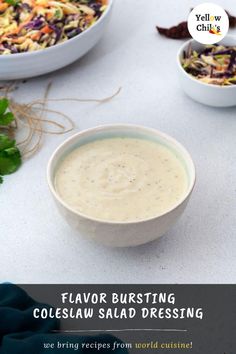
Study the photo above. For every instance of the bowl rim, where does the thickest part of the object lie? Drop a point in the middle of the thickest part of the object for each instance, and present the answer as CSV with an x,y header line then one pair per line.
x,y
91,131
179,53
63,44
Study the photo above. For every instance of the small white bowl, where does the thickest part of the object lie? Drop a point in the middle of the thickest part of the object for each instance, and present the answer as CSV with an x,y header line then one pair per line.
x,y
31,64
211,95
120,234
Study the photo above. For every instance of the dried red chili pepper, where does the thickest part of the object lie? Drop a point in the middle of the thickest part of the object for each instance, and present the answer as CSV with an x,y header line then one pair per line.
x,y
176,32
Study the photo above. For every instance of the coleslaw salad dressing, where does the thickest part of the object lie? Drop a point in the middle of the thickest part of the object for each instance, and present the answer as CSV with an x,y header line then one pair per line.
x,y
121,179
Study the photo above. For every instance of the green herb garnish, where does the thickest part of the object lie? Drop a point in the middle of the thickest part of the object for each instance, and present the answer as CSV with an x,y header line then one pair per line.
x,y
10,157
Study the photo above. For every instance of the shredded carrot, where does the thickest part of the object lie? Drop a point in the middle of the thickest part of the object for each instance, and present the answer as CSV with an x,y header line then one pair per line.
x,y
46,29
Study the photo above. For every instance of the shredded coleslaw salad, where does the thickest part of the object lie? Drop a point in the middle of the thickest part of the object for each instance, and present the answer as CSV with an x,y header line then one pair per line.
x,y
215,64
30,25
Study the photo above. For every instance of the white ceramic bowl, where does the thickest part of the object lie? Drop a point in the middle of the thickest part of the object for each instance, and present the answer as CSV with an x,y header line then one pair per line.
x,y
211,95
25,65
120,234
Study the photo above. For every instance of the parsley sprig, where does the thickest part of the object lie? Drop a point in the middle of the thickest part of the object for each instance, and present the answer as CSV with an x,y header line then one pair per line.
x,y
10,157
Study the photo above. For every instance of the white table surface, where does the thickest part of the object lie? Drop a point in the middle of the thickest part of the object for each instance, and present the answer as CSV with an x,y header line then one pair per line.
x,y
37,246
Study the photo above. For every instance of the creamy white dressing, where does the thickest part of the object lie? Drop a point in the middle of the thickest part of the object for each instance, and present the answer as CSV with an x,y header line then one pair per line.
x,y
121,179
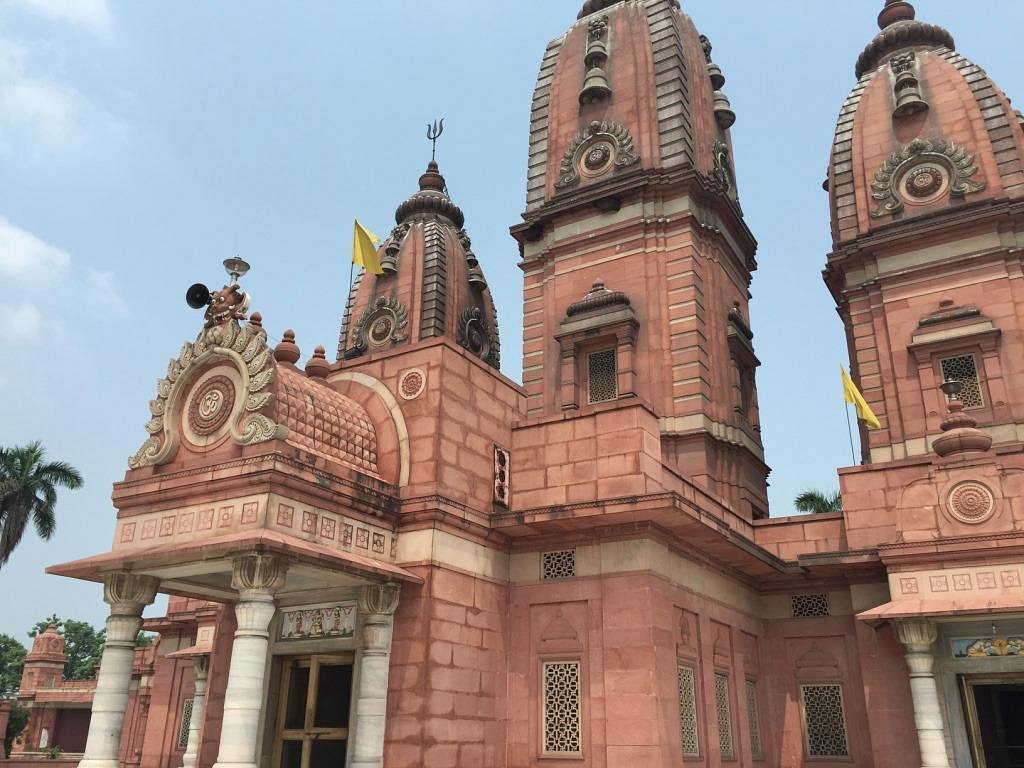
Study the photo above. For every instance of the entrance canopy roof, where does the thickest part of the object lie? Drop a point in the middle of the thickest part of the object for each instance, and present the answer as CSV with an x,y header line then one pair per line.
+ + +
=== What this task involves ===
Pictures stay out; everything else in the listing above is to be repeated exactly.

=== Exercise result ===
Study the photo above. For every instance of the bowl rim, where does the thickest part of the object lie? Drop a point in the middle of the thickest part of the object for each instance, and present the answer as CSV with an x,y header line then one pair per line.
x,y
91,131
179,53
63,44
Study the photo above. For every instance of the small white bowl, where does the thickest part of the object lie? Drop a point in the middle of the thickest part of the object for each instance, and present the answer as CSV with an x,y header line then one pair per line.
x,y
31,64
211,95
120,234
Study the photo above. For every instance of the dried red chili pepper, where does the thickest part of the object lie? Drop a point in the middle of the thickest part of the object for each instance, and present the answer as CSV with an x,y header line then one pair per line.
x,y
176,32
Study the photo above. For every instance of the coleslaw salad dressing, where does the thickest part of the object lie? Drop a point in the middle of the thickest part of the object for each instance, and present the answer as CSV with an x,y header line then one pair per line.
x,y
121,179
Study the photo above. For every instance of the green herb garnish, where does the thickest part of the object lie? Drop a point in the middle of the thickest part of the object for each instance, and present the answer as CSV with an x,y header line then one pair per line.
x,y
10,157
Study the photo above. For every instance of the shredded carrot, where does the thickest part of the object lie? Drop a point in the middle of the thickest part of the object for each instance, and present the answer as CSV with an x,y header line then one pair per line.
x,y
46,29
Study the photo above. For every instance of the shredded coleslaw salad, where does the thickest part of the object lie? Drop a point in the middle of the thickest part of the object for each instance, and present the answer as CSV with an x,y header line then one pair per line.
x,y
215,64
30,25
Study the photo above. For every instance of the white ceramic bowl, where does the thickest part of the object lie? Drop a point in the middle of the thickest part of the object for each instance, and present the answer as CSV with an x,y header line then one pair per line.
x,y
211,95
25,65
120,234
Study the photo above. For every instance of the parsley sprig, where does the thickest part of the object lie? Drop a point in the middle of the thickest part of the object for each instance, and present the answer as CSV with an x,y header line then one pair per line.
x,y
10,157
Study the photo above. For every instance of the white table surface, where does the thickest part of the object lie? Drop a point in the middle of the thickest part of the object for each instance, and present the answer as CSV with an x,y header line then one pair per line.
x,y
37,246
Study the photo above. For every instance of the creamy white dressing, where does the thickest part of the object lie? Drop a point in the middle of the thickest part of the object for each instance, and present the answer as CSV with an x,y header line then one pair per line.
x,y
121,179
Study the photo above. For every instance of the entrance canopy roof, where does the thickest part of the object lie? Drop a point in the middle of the thickest part of the object for each instance, and present the answer as CSV with an x,y header line then one pair per line.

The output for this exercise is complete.